Задачи и задания:
**1.** Какому английскому поэту, по словам фрагмента о Лермонтове, был близок Лермонтов своим мрачным взглядом на жизнь?
**2.** Обновите фрагмент о Лермонтове: приведите его заново от слов «Лермонтов отдал несомненную» до слов «уж я душой.», заменив «забвенья» на «покоя».
**3.** Допишите продолжение фрагмента о Лермонтове после его последней строки.

Былое полно мук и зла… (1, 512).
до 1837
Уж не жду от жизни ничего я,
И не жаль мне прошлого ничуть… (1, 127)
1841
Хотя, справедливости ради, нужно отличить от прочего и другой мотив:
Если, друг, тебе сгрустнётся,
Ты не дуйся, не сердись:
Всё с годами пронесётся —
Улыбнись и разгрустись (1, 218).
1830
Сравним с пушкинским:
Если жизнь тебя обманет,
Не печалься, не сердись!
В день уныния смирись:
День веселья, верь, настанет.
1825
Но это когда совет обращён на другого. В себе Лермонтов такого утешения найти не может.
Гляжу на будущность с боязнью,
Гляжу на прошлое с тоской
И, как преступник перед казнью,
Ищу кругом души родной… (1, 39)
Лермонтов отдал несомненную дань романтизму, и не избыл его полностью в своей поэзии. Только романтиком он оказался своеобразным: ни прошлого не жаловал, и на будущее не уповал, как видим. Байрону он близок был в этом, который тоже порою чересчур мрачно на жизнь смотрел. Недаром же имя английского поэта время от времени в стихах лермонтовских встречается.
Не думай, чтоб я был достоин сожаленья,
Хотя теперь слова мои печальны, — нет,
Нет! все мои жестокие мученья —
Одно предчувствие гораздо больших бед.
Я молод; но кипят на сердце звуки,
И Байрона достигнуть я б хотел;
У нас одна душа, одни и те же муки,
О, если б одинаков был удел!..
Как он, ищу забвенья и свободы,
Как он, в ребячестве пылал уж я душой.
Любил закат в горах, пенящиеся воды
И бурь земных и бурь небесных вой.
Как он, ищу спокойствия напрасно,
Гоним повсюду мыслию одной.
Гляжу назад — прошедшее ужасно;
Гляжу вперёд — там нет души родной! (1, 255)

Представленные данные:
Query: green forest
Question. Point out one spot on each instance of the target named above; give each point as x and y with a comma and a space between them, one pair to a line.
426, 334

Ответы на задания:
**1.** Байрону.

**2.**
Лермонтов отдал несомненную дань романтизму, и не избыл его полностью в своей поэзии. Только романтиком он оказался своеобразным: ни прошлого не жаловал, и на будущее не уповал, как видим. Байрону он близок был в этом, который тоже порою чересчур мрачно на жизнь смотрел. Недаром же имя английского поэта время от времени в стихах лермонтовских встречается.
Не думай, чтоб я был достоин сожаленья,
Хотя теперь слова мои печальны, — нет,
Нет! все мои жестокие мученья —
Одно предчувствие гораздо больших бед.
Я молод; но кипят на сердце звуки,
И Байрона достигнуть я б хотел;
У нас одна душа, одни и те же муки,
О, если б одинаков был удел!..
Как он, ищу покоя и свободы,
Как он, в ребячестве пылал уж я душой.

**3.**
В строках этих, и в иных, как уже приведённых здесь, так и оставленных за пределами нашего внимания, — всюду мы то явно, то догадкою ощущаем одну из главных причин душевного голода поэта: неутолённое вожделение любоначалия. Он и одиноким-то потому лишь, пожалуй, себя воображает, что едва ли не одного Бога видит способным душу свою постичь.
Нет, я не Байрон, я другой,
Еще неведомый избранник,
Как он, гонимый миром странник,
Но только с русскою душой.
Я раньше начал, кончу ране,
Мой ум немного совершит;
В душе моей, как в океане,
Надежд разбитый груз лежит.
Кто может, океан угрюмый,
Твои изведать тайны? Кто
Толпе мои расскажет думы?
Я — или Бог — или никто! (1, 459)
1832
Пусть стихи детские отчасти, и гордыня ещё невызревшая: гордецу всего восемнадцать. Но всё же перед нами Лермонтов, натура которого определилась достаточно рано. Он лелеет гордыню в пятнадцать лет, как и в двадцать три.
Один среди людского шума
Возрос под сенью чуждой я.
И гордо творческая дума
На сердце зрела у меня (1, 192).
1830
Я не хочу, чтоб свет узнал
Мою таинственную повесть;
Как я любил, как я страдал,
Тому судья лишь Бог да совесть!..
Им сердце в чувствах даст отчёт,
У них попросит сожаленья;
И пусть меня накажет Тот,
Кто изобрёл мои мученья;
Укор невежд, укор людей
Души высокой не печалит;
Пускай шумит волна морей,
Утёс гранитный не повалит;
Его чело меж облаков,
Он двух стихий жилец угрюмый,
И, кроме бури да громов,
Он никому не вверит думы… (1, 35).
1837
С кем ни сравнить, у Лермонтова всегда больше горечи. Больше безнадёжности. Он опускается до глубочайших глубин безверия, бросая упрёк в своих муках не кому иному, как Творцу. И гордыня поэта — не сокрытая змея (как, помним, у Пушкина), а слишком на виду. Одна и та же страсть жжёт его и при начале и под конец недолгой жизни. И часто сквозь гордыню проступает то, с чем она близка, особенно в романтизме подобного толка, — тяготение к богоборчеству. Вот одно из ранних стихотворений — «Смерть» (1830).
Поэту снится сон, что душа его, встретившись с полусгнившим телом, которое она когда-то оживляла, пытается вновь возвратить тленное к жизни. С натуралистическими подробностями описывает автор собственное видение:
И я сошёл в темницу, длинный гроб,
Где гнил мой труп, и там остался я.
Здесь кость была уже видна, здесь мясо
Кусками синее висело, жилы там
Я примечал с засохшею в них кровью.
С отчаяньем сидел я и взирал,
Как быстро насекомые роились
И жадно поедали пищу смерти.
Червяк то выползал из впадин глаз,
То вновь скрывался в безобразный череп.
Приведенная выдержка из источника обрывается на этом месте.